▶ _Text block_:
## START

Riding the 211 bus from Hammersmith to Chelsea yesterday, I was in a good mood, anticipating a tipple or two with Samizdata Overlord Perry de Havilland. As the bus drew up beside Borders, though, my mood took a significant tumble upon spotting this:

topmarx.jpg
Back to school supplies featuring jaunty references to the ideology that has killed 100+ million
people worldwide and which has a long history of persecuting homosexuals

Paperchase is a British stationery chain which also operates within Borders stores, having been acquired by Borders Group in 2004. If you click on that link, you will see that the “Top Marx” line of back to school supplies is the central feature of their new season’s products. The product descriptions refer to the red stars and other iconography as “Chinese emblems”. I suppose that is true, much in the same way that the swastika became a “German emblem”.

It was only a few months ago that a number of people decided to boycott Borders, due to the chain’s decision not to sell the issue of Free Enquiry magazine which featured the Danish cartoons depicting Mohammad. The reply I got to my complaint letter to Borders about this was exactly the same as the one Dale Amon received. It read, in part:

[W]e place a priority on the safety and security of our customers and our employees.

So is it safe to presume that Borders would cease to carry the “Top Marx” line if they were subject to sufficient threats of violence over it? Is it possible that no Paperchase or Borders employee voiced concerns about the wisdom of this line at any time? Or is it more likely that the people at Paperchase and Borders are really that ignorant of such recent history? I am curious what Samizdata readers think of this one.

27 comments to Borders and Paperchase pushing Marxism to children

  • J

    It’s a moderately amusing pun, not least given the emphasis modern teaching places on the importance of Marx’s thought. I fail completely to see the problem. But then I’m not obsessed by Marxism.

    There’s a chain of cafes called ‘cafe Mao’, and I guess they don’t get a lot of Honkonese custom, but I can’t say I’m more than bemused even by that. If anything it’s nice to see a private firm prospering in a way Mao would have hated, by kitschly cashing in on his tyranny.

    There are some people that are forever bitter over the way the symbolism of radical socialism became socially acceptable in a way that of other extremist ideologies didn’t – and then there’s the other 99.999% of the population. Hey ho.

  • I saw a T shirt somewhere with a picture of Che that said

    “Communism killed 100 million people and all I got was this lousy T shirt”

  • Concerned Citizen

    There are some people that are forever bitter over the way the symbolism of radical socialism became socially acceptable in a way that of other extremist ideologies didn’t – and then there’s the other 99.999% of the population. Hey ho.

    There are some people that are forever bitter over the way the symbolism of radical socialism became socially acceptable in a way that of other extremist ideologies didn’t–and then there’s the other 99.999% of the population, which remains largely ignorant of socialism and the way it has not only murdered but ruined hundreds of millions of lives. Hey ho.

## END

Dataset entries
## START

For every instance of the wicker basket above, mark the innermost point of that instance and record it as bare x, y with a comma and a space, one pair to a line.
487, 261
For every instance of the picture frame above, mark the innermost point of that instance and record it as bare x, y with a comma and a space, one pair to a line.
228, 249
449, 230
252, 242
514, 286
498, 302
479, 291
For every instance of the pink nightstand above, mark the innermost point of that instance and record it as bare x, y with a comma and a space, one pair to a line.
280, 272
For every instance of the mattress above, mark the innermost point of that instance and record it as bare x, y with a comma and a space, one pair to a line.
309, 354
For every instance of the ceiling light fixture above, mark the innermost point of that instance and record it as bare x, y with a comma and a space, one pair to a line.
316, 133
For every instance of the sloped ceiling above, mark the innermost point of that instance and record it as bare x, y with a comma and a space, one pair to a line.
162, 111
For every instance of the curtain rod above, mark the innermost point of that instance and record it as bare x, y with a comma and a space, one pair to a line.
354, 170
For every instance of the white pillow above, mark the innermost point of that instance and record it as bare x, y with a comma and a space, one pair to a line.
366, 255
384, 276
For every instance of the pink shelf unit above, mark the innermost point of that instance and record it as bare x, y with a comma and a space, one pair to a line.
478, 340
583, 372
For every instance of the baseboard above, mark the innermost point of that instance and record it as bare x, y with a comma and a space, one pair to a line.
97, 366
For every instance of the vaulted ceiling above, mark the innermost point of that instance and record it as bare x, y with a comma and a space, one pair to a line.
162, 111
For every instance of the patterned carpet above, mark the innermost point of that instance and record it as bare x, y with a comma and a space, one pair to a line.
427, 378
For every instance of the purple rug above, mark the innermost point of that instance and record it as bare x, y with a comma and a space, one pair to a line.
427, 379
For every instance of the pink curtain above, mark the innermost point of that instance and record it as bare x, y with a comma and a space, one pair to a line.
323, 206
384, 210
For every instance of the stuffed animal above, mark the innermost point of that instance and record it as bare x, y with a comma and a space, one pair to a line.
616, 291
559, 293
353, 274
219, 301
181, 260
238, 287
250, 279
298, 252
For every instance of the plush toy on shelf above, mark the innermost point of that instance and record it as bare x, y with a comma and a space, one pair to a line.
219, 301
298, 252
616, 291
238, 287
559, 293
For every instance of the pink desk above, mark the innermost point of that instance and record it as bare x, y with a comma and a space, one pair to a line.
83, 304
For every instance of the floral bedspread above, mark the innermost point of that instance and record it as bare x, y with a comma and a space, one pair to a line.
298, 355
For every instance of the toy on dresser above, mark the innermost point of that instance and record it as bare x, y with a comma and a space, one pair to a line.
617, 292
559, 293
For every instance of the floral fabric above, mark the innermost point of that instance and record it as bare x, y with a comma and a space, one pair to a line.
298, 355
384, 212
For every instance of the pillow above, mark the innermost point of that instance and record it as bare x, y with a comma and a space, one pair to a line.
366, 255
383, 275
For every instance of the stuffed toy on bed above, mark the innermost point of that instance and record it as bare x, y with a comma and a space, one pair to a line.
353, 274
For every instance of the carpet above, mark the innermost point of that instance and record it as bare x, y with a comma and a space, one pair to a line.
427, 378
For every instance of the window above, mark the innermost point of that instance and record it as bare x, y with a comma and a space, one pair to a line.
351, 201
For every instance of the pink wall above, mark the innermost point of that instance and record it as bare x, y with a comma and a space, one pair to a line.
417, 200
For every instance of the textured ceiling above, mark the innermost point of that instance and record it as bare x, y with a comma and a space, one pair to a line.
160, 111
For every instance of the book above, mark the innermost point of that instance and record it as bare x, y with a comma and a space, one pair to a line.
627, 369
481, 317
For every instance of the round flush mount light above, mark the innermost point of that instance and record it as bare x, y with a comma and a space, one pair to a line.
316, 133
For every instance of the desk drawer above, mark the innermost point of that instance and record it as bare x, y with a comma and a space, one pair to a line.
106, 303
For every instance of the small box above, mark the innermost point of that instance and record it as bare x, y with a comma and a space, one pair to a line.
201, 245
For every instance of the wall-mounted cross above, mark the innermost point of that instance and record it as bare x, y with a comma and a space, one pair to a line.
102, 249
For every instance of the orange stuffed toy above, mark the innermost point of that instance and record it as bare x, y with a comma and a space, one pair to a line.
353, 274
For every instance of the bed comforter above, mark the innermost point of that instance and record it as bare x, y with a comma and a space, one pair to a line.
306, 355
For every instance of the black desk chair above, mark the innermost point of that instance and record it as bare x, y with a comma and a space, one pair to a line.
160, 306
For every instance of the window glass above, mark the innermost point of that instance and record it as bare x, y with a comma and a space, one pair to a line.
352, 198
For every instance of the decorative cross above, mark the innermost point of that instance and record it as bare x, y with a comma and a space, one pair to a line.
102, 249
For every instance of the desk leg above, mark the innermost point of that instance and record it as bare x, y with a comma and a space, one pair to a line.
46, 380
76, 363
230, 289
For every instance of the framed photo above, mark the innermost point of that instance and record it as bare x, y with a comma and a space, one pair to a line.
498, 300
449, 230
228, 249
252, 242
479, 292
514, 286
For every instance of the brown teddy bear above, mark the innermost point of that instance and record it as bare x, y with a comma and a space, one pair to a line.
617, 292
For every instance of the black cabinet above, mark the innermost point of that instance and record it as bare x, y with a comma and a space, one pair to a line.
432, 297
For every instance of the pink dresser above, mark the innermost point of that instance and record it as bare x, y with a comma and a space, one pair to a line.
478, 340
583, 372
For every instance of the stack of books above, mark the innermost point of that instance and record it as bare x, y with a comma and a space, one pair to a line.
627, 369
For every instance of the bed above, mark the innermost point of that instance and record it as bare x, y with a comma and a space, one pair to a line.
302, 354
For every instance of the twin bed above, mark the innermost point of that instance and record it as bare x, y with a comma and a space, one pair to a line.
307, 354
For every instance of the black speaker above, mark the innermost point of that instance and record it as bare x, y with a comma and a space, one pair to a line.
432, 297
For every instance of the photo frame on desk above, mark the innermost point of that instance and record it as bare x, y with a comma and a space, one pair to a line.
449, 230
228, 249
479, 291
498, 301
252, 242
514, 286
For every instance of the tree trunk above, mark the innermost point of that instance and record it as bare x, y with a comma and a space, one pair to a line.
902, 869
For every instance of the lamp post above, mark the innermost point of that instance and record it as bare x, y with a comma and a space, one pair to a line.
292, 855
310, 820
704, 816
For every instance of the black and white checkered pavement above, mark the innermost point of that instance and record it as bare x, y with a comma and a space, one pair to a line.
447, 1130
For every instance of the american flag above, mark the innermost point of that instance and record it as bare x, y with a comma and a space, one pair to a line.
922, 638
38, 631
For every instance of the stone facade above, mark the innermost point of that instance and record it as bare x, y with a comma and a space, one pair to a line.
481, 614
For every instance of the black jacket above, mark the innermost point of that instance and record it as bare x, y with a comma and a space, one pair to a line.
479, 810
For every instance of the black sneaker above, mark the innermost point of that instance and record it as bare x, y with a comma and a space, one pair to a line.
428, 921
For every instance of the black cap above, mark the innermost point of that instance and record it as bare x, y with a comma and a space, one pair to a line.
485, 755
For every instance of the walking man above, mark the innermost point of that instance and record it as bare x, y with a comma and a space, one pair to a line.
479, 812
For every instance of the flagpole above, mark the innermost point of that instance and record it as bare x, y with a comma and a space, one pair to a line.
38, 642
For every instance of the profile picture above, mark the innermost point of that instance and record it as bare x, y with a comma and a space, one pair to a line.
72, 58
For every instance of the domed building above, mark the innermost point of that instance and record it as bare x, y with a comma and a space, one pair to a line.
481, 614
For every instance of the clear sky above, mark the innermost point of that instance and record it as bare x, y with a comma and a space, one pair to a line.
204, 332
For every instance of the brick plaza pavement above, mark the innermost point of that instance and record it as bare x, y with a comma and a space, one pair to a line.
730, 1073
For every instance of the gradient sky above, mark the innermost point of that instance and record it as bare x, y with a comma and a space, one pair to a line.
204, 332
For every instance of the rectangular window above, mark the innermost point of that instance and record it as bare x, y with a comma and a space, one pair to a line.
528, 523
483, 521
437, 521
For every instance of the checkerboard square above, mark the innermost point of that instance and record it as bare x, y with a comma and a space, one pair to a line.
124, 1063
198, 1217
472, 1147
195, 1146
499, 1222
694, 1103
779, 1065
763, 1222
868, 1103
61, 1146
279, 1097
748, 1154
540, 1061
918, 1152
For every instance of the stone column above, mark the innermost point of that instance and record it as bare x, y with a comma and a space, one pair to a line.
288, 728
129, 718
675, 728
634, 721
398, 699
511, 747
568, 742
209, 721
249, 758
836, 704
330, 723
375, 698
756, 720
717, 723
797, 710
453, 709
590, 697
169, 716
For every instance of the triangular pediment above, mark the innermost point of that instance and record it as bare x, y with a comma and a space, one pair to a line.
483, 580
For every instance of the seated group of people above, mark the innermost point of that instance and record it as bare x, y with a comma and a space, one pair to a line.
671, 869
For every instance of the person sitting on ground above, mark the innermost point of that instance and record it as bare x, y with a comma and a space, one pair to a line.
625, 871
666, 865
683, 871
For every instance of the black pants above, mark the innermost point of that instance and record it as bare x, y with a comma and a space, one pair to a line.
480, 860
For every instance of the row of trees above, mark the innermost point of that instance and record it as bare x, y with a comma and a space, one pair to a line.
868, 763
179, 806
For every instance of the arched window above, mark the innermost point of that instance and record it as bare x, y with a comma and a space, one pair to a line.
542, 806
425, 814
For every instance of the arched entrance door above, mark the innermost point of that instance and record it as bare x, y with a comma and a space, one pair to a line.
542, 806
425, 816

## END

▶ _Given exercise A_: Reproduce word for word the part of the Top Marx post starting at "So is it safe" and ending at "of this one.".
▶ _Given exercise B_: Summarize the Top Marx post in two sentences.

▶ _Exercise output A_:
So is it safe to presume that Borders would cease to carry the “Top Marx” line if they were subject to sufficient threats of violence over it? Is it possible that no Paperchase or Borders employee voiced concerns about the wisdom of this line at any time? Or is it more likely that the people at Paperchase and Borders are really that ignorant of such recent history? I am curious what Samizdata readers think of this one.

▶ _Exercise output B_: While riding a bus past Borders, the writer spotted Paperchase's "Top Marx" back-to-school line, whose red stars and other iconography the product descriptions call "Chinese emblems," and objected to its references to an ideology that has killed over 100 million people. Recalling that Borders refused to sell a magazine issue featuring the Danish cartoons on safety grounds, the writer asks whether threats would make the chain drop the line or whether its staff are ignorant of recent history, and in the comments one reader calls it a harmless pun while another says most people remain unaware of socialism's toll.